▶ _Set exercise a_: Quote the forum thread about spraying preprimed trim and doors in full, word for word.

# Spraying preprimed base trim and doors



## firefighterontheside (Apr 26, 2013)

I want to use my earlex hvlp to spray white something on trim and doors that are preprimed white and want to use the easiest product out there. I'm looking for a product that may not need to be thinned. I'm willing to go somewhere like sherwin Williams and have something mixed that is just the right thing. Does anyone know what is just the right thing? One time someone suggested tinted lacquer. Is that an option? Any help would be appreciated.


----------



## retfr8flyr (Oct 30, 2013)

I don't think you will find anything that you don't need to thin. It's also been my experience that straight latex sprays better then Acrylic latex. I have had good luck spraying Olympic Icon thinned about 10%, with my Earlex 6900.


----------



## firefighterontheside (Apr 26, 2013)

I figured that about the thinning, but was hoping. Thanks.


----------



## Sawdust4Blood (Feb 16, 2010)

which tip(s) do yo have available? I've also got a 6900 and I've had better luck matching tips to fluid viscosity than trying to adjust the viscosity to the tip because thinning too much can change the performance of the product.

I like using enamel for trim work but that might just be me. I think most of the 6900's were shipped with 2.0mm tips and you should be able to shoot enamel with that. IMHO, if you want to shoot latex, you would probably be better off moving up to 2.5mm tip.

▶ _Set exercise b_: Find every line in the listing below that contains the string "stem", including longer words that begin with it, and copy each of those lines out.

▶ _Records provided_:

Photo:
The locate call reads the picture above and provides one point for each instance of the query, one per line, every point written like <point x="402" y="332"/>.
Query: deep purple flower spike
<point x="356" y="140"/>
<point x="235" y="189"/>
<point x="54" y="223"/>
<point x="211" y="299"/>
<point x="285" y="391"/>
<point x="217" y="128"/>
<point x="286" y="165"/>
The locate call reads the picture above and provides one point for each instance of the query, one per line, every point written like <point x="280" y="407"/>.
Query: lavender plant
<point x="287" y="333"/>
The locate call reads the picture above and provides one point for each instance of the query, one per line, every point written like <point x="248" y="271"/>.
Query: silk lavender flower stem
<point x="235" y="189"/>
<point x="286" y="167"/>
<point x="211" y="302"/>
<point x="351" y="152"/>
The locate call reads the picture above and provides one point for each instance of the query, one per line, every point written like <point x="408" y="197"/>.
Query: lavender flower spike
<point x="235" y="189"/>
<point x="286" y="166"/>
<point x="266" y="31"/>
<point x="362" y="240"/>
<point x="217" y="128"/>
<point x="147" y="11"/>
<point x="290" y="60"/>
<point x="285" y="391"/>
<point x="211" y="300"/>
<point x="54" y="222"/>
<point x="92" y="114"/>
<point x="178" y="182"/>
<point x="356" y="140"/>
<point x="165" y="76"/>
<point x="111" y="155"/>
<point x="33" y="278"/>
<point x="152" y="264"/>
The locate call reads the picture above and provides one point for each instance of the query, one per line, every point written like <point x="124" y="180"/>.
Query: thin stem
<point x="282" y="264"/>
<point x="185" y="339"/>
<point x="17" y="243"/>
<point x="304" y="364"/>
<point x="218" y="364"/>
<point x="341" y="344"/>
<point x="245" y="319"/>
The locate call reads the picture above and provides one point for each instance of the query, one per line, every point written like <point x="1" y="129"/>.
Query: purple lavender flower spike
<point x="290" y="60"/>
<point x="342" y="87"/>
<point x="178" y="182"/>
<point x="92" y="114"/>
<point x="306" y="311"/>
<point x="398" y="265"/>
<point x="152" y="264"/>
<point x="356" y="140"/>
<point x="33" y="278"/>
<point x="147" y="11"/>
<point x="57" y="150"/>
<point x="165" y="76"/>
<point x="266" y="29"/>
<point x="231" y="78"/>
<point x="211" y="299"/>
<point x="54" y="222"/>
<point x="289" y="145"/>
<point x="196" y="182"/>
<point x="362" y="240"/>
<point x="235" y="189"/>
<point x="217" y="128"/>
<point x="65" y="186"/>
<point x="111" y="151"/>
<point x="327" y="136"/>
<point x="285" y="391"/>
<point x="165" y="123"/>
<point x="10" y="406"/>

--

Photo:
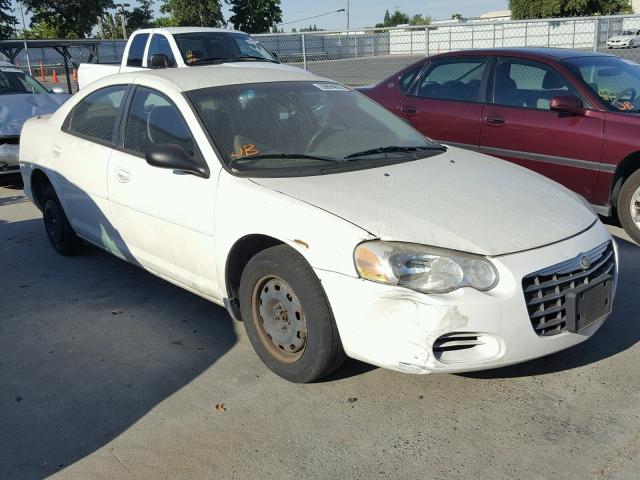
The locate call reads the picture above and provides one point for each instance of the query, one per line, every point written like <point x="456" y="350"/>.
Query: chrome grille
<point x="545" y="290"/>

==

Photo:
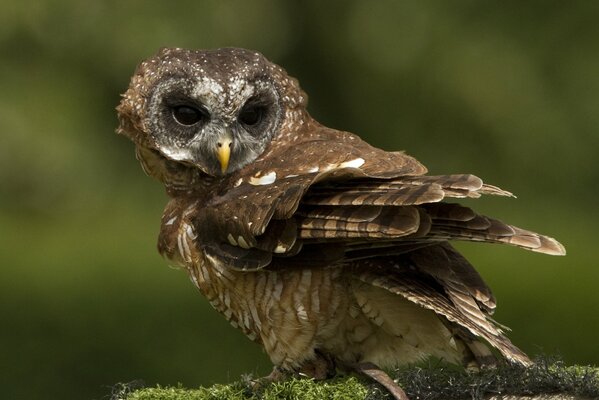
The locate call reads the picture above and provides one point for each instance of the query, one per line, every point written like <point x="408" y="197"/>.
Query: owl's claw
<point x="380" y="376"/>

▶ _Written solution a_:
# Spraying preprimed base trim and doors



## firefighterontheside (Apr 26, 2013)

I want to use my earlex hvlp to spray white something on trim and doors that are preprimed white and want to use the easiest product out there. I'm looking for a product that may not need to be thinned. I'm willing to go somewhere like sherwin Williams and have something mixed that is just the right thing. Does anyone know what is just the right thing? One time someone suggested tinted lacquer. Is that an option? Any help would be appreciated.


----------



## retfr8flyr (Oct 30, 2013)

I don't think you will find anything that you don't need to thin. It's also been my experience that straight latex sprays better then Acrylic latex. I have had good luck spraying Olympic Icon thinned about 10%, with my Earlex 6900.


----------



## firefighterontheside (Apr 26, 2013)

I figured that about the thinning, but was hoping. Thanks.


----------



## Sawdust4Blood (Feb 16, 2010)

which tip(s) do yo have available? I've also got a 6900 and I've had better luck matching tips to fluid viscosity than trying to adjust the viscosity to the tip because thinning too much can change the performance of the product.

I like using enamel for trim work but that might just be me. I think most of the 6900's were shipped with 2.0mm tips and you should be able to shoot enamel with that. IMHO, if you want to shoot latex, you would probably be better off moving up to 2.5mm tip.

▶ _Written solution b_:
Query: silk lavender flower stem
Query: thin stem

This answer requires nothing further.